--- begin SELECTED TEXT ---

The Art of Not Being Governed: An Anarchist History of Upland Southeast Asia
Thompson, Thomas J., Independent Review
The Art of Not Being Governed: An Anarchist History of Upland Southeast Asia By James C. Scott New Haven, Conn.: Yale University Press, 2009. Pp. xviii, 442. $35.00 cloth, $25.00 paperback.
Until only a few centuries ago, much of the earth was still inhabited by the stateless. Nomadic herders, shifting cultivators, itinerant fisherfolk, and hunter-gatherers were almost everywhere beyond officialdom's reach. What was it like to be stateless in the era of the state? How did stateless people see, understand, and deal with states and their claims? Anyone interested in this sort of question will want to read political scientist James C. Scott's "anarchist history" of the Southeast Asian massif, a work focused on shifting cultivators.

--- end SELECTED TEXT ---
--- begin EXTRACTED ENTRIES ---

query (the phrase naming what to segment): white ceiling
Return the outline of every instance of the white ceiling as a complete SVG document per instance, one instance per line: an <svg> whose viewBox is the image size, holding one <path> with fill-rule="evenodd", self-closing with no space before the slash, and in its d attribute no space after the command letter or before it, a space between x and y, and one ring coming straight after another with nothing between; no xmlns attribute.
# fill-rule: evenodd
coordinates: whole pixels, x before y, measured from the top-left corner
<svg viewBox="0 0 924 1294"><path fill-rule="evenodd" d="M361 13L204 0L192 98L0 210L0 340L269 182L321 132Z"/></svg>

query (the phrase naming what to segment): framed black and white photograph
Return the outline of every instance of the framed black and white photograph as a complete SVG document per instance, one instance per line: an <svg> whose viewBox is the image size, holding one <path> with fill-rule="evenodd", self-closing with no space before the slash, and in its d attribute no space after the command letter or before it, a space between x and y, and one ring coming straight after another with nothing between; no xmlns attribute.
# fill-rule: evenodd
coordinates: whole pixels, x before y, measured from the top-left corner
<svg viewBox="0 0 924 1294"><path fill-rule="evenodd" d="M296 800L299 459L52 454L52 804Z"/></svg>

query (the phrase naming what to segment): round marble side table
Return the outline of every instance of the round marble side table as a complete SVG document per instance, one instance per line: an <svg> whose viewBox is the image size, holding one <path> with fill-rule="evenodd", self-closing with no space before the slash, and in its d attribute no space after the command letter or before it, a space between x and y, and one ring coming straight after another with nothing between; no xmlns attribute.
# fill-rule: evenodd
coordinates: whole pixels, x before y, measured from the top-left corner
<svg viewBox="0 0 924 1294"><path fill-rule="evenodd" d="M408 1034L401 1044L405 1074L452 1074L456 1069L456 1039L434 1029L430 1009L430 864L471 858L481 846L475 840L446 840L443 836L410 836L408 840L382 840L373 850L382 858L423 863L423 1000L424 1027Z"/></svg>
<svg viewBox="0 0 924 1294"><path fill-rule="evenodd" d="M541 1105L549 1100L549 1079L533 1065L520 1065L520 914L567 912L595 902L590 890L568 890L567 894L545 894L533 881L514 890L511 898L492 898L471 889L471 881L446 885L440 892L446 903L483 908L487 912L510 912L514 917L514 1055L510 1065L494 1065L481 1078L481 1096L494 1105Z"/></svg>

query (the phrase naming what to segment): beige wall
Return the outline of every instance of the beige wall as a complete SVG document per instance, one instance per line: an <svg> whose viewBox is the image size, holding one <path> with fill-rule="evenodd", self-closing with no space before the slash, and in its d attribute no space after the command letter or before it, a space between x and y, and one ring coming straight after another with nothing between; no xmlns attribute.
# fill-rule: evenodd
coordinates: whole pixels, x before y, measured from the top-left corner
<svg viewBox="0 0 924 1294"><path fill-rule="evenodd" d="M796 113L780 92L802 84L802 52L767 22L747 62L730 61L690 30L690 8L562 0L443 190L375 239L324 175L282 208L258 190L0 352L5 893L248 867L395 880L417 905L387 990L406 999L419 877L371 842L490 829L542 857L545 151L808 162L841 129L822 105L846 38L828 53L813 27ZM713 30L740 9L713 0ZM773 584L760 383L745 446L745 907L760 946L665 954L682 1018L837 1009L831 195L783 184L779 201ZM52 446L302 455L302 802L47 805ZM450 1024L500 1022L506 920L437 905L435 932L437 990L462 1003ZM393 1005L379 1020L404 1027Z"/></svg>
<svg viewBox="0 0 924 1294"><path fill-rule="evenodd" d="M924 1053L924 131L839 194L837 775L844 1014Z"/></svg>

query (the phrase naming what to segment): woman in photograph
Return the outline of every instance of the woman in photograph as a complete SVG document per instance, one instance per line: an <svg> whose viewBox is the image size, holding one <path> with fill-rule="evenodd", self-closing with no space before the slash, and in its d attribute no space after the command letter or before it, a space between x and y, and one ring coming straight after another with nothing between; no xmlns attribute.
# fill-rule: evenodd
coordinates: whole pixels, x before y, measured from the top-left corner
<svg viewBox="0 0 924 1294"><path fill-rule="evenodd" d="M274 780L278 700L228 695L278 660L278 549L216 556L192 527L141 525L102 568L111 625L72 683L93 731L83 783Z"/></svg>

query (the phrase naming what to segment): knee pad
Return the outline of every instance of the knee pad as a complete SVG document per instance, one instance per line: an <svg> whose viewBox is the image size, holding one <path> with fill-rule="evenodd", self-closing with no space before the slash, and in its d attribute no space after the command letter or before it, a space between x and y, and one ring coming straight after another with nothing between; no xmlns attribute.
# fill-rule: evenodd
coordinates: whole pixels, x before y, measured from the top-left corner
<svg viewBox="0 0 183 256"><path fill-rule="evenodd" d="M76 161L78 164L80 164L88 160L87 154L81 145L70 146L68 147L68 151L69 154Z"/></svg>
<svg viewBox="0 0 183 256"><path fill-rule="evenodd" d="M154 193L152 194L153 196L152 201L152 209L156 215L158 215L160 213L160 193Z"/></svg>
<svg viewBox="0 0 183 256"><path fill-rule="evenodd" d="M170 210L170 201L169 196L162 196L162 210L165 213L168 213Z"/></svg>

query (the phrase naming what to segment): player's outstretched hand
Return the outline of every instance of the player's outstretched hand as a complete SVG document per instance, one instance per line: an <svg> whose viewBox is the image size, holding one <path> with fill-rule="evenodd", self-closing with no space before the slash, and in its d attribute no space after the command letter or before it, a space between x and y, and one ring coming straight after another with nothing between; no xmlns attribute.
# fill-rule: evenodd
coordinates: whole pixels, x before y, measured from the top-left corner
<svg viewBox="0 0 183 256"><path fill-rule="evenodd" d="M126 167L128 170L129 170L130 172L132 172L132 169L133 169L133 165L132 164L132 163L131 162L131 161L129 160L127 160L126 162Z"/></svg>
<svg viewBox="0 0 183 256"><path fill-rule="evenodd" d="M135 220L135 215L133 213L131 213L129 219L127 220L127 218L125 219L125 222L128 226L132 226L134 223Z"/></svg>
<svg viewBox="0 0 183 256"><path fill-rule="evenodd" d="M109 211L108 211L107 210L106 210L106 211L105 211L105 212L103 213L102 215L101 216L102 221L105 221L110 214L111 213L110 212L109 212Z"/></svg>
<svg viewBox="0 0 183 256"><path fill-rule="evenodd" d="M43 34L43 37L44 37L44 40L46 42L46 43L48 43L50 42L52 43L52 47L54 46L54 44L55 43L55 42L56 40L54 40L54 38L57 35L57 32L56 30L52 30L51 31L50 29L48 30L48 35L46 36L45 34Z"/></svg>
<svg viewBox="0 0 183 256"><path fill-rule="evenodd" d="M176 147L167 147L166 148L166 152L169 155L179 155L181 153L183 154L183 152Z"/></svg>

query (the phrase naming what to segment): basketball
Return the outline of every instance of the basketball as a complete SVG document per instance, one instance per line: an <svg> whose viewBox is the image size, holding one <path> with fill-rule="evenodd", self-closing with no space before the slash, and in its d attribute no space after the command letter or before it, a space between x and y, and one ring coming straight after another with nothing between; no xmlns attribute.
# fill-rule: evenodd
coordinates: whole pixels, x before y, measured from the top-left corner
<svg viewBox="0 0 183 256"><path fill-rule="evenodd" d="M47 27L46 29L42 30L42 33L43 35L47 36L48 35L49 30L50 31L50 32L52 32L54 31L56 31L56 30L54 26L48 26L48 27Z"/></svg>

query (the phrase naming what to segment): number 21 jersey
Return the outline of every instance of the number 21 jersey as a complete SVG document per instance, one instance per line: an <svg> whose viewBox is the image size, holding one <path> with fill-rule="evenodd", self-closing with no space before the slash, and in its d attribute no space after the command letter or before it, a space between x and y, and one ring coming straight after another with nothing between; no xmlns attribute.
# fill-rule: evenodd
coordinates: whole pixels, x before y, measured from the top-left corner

--- end EXTRACTED ENTRIES ---

## JOB 1
Quote the review of the book on upland Southeast Asia, starting at "Until only a" and ending at "on shifting cultivators.".
## JOB 2
According to the review of the book on upland Southeast Asia, what is the paperback price of the book?
## JOB 3
List the kinds of stateless people that the review of the book on upland Southeast Asia names as living beyond officialdom's reach.

## FULL RESPONSE 1
Until only a few centuries ago, much of the earth was still inhabited by the stateless. Nomadic herders, shifting cultivators, itinerant fisherfolk, and hunter-gatherers were almost everywhere beyond officialdom's reach. What was it like to be stateless in the era of the state? How did stateless people see, understand, and deal with states and their claims? Anyone interested in this sort of question will want to read political scientist James C. Scott's "anarchist history" of the Southeast Asian massif, a work focused on shifting cultivators.

## FULL RESPONSE 2
$25.00

## FULL RESPONSE 3
Nomadic herders, shifting cultivators, itinerant fisherfolk, and hunter-gatherers